--- start of Provided records ---
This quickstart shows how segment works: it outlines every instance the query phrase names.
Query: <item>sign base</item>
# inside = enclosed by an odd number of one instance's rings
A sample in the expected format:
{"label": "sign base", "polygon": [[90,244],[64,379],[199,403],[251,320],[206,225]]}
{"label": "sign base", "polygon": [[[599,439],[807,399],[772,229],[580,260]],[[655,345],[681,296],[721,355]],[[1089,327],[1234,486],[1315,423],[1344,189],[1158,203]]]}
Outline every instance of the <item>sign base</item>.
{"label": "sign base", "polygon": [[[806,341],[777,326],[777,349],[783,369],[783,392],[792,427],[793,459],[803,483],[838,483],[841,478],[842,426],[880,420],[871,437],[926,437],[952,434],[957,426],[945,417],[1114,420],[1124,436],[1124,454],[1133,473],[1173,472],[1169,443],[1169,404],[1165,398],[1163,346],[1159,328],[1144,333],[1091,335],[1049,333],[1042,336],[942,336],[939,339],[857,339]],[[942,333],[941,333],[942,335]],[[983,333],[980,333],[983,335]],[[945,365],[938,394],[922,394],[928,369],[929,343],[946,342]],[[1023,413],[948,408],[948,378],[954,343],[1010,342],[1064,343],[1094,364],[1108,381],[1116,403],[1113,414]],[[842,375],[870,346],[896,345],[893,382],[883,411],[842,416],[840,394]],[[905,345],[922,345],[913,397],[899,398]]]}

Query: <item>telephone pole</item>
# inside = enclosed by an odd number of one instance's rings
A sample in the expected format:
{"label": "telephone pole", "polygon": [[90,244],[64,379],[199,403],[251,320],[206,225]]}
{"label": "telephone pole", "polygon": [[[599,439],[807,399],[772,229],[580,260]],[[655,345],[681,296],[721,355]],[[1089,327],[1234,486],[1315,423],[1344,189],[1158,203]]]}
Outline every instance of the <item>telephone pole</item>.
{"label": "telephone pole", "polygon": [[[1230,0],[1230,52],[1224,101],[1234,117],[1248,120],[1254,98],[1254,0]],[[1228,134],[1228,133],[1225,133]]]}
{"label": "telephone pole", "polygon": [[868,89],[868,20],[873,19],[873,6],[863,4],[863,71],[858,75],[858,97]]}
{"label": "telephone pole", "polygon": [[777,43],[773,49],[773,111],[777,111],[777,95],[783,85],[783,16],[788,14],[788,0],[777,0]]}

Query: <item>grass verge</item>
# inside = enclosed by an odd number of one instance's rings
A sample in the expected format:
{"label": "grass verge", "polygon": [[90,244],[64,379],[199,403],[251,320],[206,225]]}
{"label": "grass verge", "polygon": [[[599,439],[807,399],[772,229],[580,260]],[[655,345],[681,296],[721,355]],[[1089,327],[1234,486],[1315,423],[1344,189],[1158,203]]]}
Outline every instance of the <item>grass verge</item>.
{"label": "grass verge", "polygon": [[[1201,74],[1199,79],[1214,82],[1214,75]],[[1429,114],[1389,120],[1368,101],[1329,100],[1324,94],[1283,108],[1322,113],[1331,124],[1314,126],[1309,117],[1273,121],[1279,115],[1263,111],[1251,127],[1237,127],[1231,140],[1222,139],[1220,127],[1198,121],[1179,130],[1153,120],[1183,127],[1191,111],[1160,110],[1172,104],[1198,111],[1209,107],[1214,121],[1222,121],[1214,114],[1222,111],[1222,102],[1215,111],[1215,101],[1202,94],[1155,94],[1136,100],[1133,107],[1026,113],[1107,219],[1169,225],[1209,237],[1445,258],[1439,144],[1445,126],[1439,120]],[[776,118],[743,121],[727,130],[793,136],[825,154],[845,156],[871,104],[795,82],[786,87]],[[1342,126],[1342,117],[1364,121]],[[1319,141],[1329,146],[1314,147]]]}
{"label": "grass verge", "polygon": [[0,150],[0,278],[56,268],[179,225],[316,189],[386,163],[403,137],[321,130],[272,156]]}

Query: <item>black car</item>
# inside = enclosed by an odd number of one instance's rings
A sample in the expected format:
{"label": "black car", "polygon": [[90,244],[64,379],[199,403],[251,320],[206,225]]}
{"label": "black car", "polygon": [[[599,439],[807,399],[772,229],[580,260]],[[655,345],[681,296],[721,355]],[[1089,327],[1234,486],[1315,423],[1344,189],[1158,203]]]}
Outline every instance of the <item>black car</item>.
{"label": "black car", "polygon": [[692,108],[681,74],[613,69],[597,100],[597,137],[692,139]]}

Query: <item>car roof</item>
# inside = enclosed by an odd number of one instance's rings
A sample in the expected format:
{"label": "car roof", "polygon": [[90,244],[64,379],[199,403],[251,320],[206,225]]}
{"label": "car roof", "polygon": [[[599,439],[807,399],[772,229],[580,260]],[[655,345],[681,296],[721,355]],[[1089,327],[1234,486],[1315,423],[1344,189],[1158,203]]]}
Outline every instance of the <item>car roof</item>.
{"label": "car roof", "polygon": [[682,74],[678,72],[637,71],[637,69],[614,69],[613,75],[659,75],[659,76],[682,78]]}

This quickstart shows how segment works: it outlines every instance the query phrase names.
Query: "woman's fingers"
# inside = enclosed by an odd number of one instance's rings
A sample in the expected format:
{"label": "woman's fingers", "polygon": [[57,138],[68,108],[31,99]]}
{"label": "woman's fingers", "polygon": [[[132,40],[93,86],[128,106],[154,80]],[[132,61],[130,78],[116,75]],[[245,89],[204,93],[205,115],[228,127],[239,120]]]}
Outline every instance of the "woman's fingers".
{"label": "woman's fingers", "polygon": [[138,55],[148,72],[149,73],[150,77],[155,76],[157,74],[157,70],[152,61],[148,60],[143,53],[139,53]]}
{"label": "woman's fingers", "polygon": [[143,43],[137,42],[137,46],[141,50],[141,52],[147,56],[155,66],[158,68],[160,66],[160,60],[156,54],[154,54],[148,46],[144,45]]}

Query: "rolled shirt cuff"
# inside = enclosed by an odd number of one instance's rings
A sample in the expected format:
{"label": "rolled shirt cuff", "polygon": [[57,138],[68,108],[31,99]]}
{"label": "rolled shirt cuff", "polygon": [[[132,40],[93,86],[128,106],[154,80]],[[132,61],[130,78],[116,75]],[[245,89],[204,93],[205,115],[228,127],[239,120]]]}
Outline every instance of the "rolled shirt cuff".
--- end of Provided records ---
**Set task:** Turn every line of the records above into a numbered list, leaving out the blank lines.

**Solution to this exercise:**
1. This quickstart shows how segment works: it outlines every instance the query phrase names.
2. Query: <item>sign base</item>
3. # inside = enclosed by an odd number of one instance's rings
4. A sample in the expected format:
5. {"label": "sign base", "polygon": [[90,244],[64,379],[199,403],[251,320],[206,225]]}
6. {"label": "sign base", "polygon": [[[599,439],[807,399],[772,229],[580,260]],[[655,345],[681,296],[721,355]],[[1089,327],[1234,486],[1315,423],[1344,189],[1158,203]]]}
7. Outline every instance of the <item>sign base</item>.
8. {"label": "sign base", "polygon": [[[806,341],[777,326],[777,349],[783,369],[783,392],[792,427],[793,459],[803,483],[838,483],[841,478],[842,426],[880,420],[871,437],[926,437],[952,434],[957,426],[945,417],[1114,420],[1124,436],[1124,454],[1133,473],[1173,472],[1169,443],[1169,404],[1165,398],[1163,346],[1159,328],[1144,333],[1091,335],[1049,333],[1042,336],[942,336],[939,339],[857,339]],[[942,333],[941,333],[942,335]],[[983,333],[980,333],[983,335]],[[945,365],[938,394],[922,394],[928,369],[929,343],[946,342]],[[1023,413],[948,408],[948,378],[954,343],[1010,342],[1064,343],[1094,364],[1108,381],[1116,403],[1113,414]],[[842,375],[870,346],[896,345],[893,382],[883,411],[842,416],[840,394]],[[905,345],[922,345],[913,397],[899,398]]]}
9. Query: <item>telephone pole</item>
10. # inside = enclosed by an odd number of one instance's rings
11. A sample in the expected format:
12. {"label": "telephone pole", "polygon": [[90,244],[64,379],[199,403],[251,320],[206,225]]}
13. {"label": "telephone pole", "polygon": [[[599,439],[807,399],[772,229],[580,260]],[[655,345],[681,296],[721,355]],[[1089,327],[1234,486],[1315,423],[1344,189],[1158,203]]]}
14. Outline every instance of the <item>telephone pole</item>.
15. {"label": "telephone pole", "polygon": [[[1230,0],[1230,52],[1224,101],[1234,117],[1248,120],[1254,98],[1254,0]],[[1228,134],[1228,133],[1225,133]]]}
16. {"label": "telephone pole", "polygon": [[868,89],[868,20],[873,19],[873,6],[863,4],[863,71],[858,75],[858,97]]}
17. {"label": "telephone pole", "polygon": [[777,43],[773,49],[773,111],[777,111],[777,95],[783,85],[783,16],[788,14],[788,0],[777,0]]}
18. Query: <item>grass verge</item>
19. # inside = enclosed by an odd number of one instance's rings
20. A sample in the expected format:
21. {"label": "grass verge", "polygon": [[90,244],[64,379],[199,403],[251,320],[206,225]]}
22. {"label": "grass verge", "polygon": [[[599,439],[807,399],[772,229],[580,260]],[[655,345],[681,296],[721,355]],[[1089,327],[1234,486],[1315,423],[1344,189],[1158,203]]]}
23. Outline every instance of the <item>grass verge</item>.
24. {"label": "grass verge", "polygon": [[[1201,74],[1199,79],[1214,82],[1214,75]],[[1429,114],[1389,120],[1368,101],[1329,100],[1324,94],[1283,108],[1322,113],[1331,124],[1314,126],[1309,117],[1273,121],[1279,115],[1263,111],[1251,127],[1237,127],[1231,140],[1222,139],[1220,127],[1198,121],[1179,130],[1153,120],[1183,127],[1191,111],[1160,110],[1172,104],[1198,111],[1209,107],[1214,121],[1222,121],[1214,114],[1222,111],[1222,102],[1215,111],[1215,101],[1202,94],[1155,94],[1136,100],[1133,107],[1026,113],[1107,219],[1169,225],[1209,237],[1445,258],[1439,144],[1445,126],[1439,120]],[[776,118],[743,121],[727,130],[793,136],[825,154],[845,156],[871,104],[795,82],[786,87]],[[1342,126],[1342,117],[1364,121]],[[1319,141],[1329,146],[1314,147]]]}
25. {"label": "grass verge", "polygon": [[0,150],[0,278],[56,268],[179,225],[316,189],[386,163],[403,137],[321,130],[272,156]]}
26. Query: <item>black car</item>
27. # inside = enclosed by an odd number of one instance's rings
28. A sample in the expected format:
29. {"label": "black car", "polygon": [[90,244],[64,379],[199,403],[251,320],[206,225]]}
30. {"label": "black car", "polygon": [[[599,439],[807,399],[772,229],[580,260]],[[655,345],[681,296],[721,355]],[[1089,327],[1234,486],[1315,423],[1344,189],[1158,203]]]}
31. Outline every instance of the <item>black car</item>.
32. {"label": "black car", "polygon": [[692,108],[681,74],[613,69],[597,100],[597,137],[692,139]]}
33. Query: <item>car roof</item>
34. # inside = enclosed by an odd number of one instance's rings
35. A sample in the expected format:
36. {"label": "car roof", "polygon": [[90,244],[64,379],[199,403],[251,320],[206,225]]}
37. {"label": "car roof", "polygon": [[[599,439],[807,399],[772,229],[580,260]],[[655,345],[681,296],[721,355]],[[1089,327],[1234,486],[1315,423],[1344,189],[1158,203]]]}
38. Outline every instance of the <item>car roof</item>.
39. {"label": "car roof", "polygon": [[682,74],[678,72],[637,71],[637,69],[614,69],[613,75],[659,75],[659,76],[682,78]]}
40. This quickstart shows how segment works: it outlines every instance the query phrase names.
41. Query: "woman's fingers"
42. # inside = enclosed by an odd number of one instance's rings
43. A sample in the expected format:
44. {"label": "woman's fingers", "polygon": [[57,138],[68,108],[31,99]]}
45. {"label": "woman's fingers", "polygon": [[[132,40],[93,86],[128,106],[154,80]],[[132,61],[130,78],[116,75]],[[245,89],[204,93],[205,115],[228,127],[239,120]]]}
46. Outline every instance of the "woman's fingers".
47. {"label": "woman's fingers", "polygon": [[138,55],[148,72],[149,73],[150,77],[155,76],[157,74],[157,70],[152,61],[148,60],[143,53],[139,53]]}
48. {"label": "woman's fingers", "polygon": [[143,43],[137,42],[137,46],[141,50],[141,52],[147,56],[155,66],[158,68],[160,66],[160,60],[156,54],[154,54],[148,46],[144,45]]}
49. Query: "rolled shirt cuff"
50. # inside = enclosed by an odd number of one instance's rings
51. A sample in the expected format:
52. {"label": "rolled shirt cuff", "polygon": [[57,138],[68,108],[31,99]]}
53. {"label": "rolled shirt cuff", "polygon": [[[132,40],[93,86],[128,106],[154,80]],[[132,61],[130,78],[116,75]],[[245,89],[204,93],[205,115],[228,127],[239,120]]]}
54. Outline every instance of the "rolled shirt cuff".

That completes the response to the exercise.